◆ **WHAT TO WORK ON**
[a] Reproduce the stretch from "This led to" through "full-fledged Faith Campaign." in the passage on Saddam Hussein's turn to religion.
[b] Using the passage on Saddam Hussein's turn to religion, answer the following:
(i) In what season and year did the Iraqi Politburo decide to support foreign "religious currents"?
(ii) What did official eulogies claim about Michel Aflaq after his death?
(iii) What institution opened in Baghdad in November 1989?

— begin DOCUMENT SEGMENT —

Religious convictions are far more potent in recruiting followers, whether by mass movements or nominally secular regimes, than intellectual tracts or legalistic documents. Religion provides believers with the meaning of life; even the mightiest of dictators can’t do that. This is nowhere better demonstrated than in the history of the Islamic State, which was spawned by Saddam Hussein himself.

It was long said that Baathism, the official doctrine of Saddam in Iraq and the Assads in Syria, was an Arab secular socialism. It was proclaimed during the seizure of power in both countries, and was often cited as the ideological basis for their close ties with the Soviet Union. Based as it was on the Soviet model, Baathism was an effective system for tyrannical rule, but it did not inspire the people. During the Iran-Iraq War in the 1980s, the “godless” nature of Saddam’s regime was a centerpiece of Iranian propaganda, and it was quite effective. As a result, Saddam made a basic change in his foreign policy in the summer of 1986, when the Iraqi Politburo (Pan-Arab Command) decided to support foreign “religious currents.”

This led to Iraqi support for the Muslim Brotherhood in Egypt, for the radical regime of Hassan al-Turabi in Sudan, the Taliban in Afghanistan, and eventually for al Qaeda. Within Iraq, the Baathist regime starting funding (mostly Sunni but sometimes Shi’ite) mosques and imams. When Baath Party founder Michel Aflaq, a Christian atheist, died in 1989, official eulogies claimed he had converted to Islam. In November of that year, the Saddam University for Islamic Studies opened its doors in Baghdad, the Koran had become required reading (even in official party headquarters), and four years later Saddam announced a full-fledged Faith Campaign.

— end DOCUMENT SEGMENT —
— begin STORED ROWS —

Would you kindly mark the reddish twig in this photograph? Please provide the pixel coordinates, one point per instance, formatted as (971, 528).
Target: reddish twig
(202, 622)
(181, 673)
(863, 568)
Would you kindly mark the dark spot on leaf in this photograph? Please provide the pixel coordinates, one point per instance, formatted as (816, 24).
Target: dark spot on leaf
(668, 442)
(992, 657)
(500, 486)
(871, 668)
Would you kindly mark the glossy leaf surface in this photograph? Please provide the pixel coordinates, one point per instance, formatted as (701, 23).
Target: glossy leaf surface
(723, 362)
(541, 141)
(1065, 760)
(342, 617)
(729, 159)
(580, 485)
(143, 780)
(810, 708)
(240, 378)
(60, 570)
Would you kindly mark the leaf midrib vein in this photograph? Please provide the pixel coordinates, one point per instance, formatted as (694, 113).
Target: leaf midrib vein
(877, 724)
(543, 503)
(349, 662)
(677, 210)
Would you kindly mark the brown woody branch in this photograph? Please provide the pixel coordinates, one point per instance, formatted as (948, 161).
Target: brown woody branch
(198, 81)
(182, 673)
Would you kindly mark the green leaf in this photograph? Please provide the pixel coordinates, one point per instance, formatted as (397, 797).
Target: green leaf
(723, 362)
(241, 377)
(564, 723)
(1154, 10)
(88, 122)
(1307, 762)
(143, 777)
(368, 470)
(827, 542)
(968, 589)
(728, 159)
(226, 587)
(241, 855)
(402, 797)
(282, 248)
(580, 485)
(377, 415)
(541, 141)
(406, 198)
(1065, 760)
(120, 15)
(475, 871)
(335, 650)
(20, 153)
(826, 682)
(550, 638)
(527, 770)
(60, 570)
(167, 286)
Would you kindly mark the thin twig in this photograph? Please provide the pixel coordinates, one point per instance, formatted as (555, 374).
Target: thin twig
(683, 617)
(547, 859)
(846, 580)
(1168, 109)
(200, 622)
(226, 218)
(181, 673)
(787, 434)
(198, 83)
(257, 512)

— end STORED ROWS —

◆ **OUTPUTS IN ORDER**
[a]
This led to Iraqi support for the Muslim Brotherhood in Egypt, for the radical regime of Hassan al-Turabi in Sudan, the Taliban in Afghanistan, and eventually for al Qaeda. Within Iraq, the Baathist regime starting funding (mostly Sunni but sometimes Shi’ite) mosques and imams. When Baath Party founder Michel Aflaq, a Christian atheist, died in 1989, official eulogies claimed he had converted to Islam. In November of that year, the Saddam University for Islamic Studies opened its doors in Baghdad, the Koran had become required reading (even in official party headquarters), and four years later Saddam announced a full-fledged Faith Campaign.

[b]
(i) The summer of 1986.
(ii) That he had converted to Islam.
(iii) The Saddam University for Islamic Studies.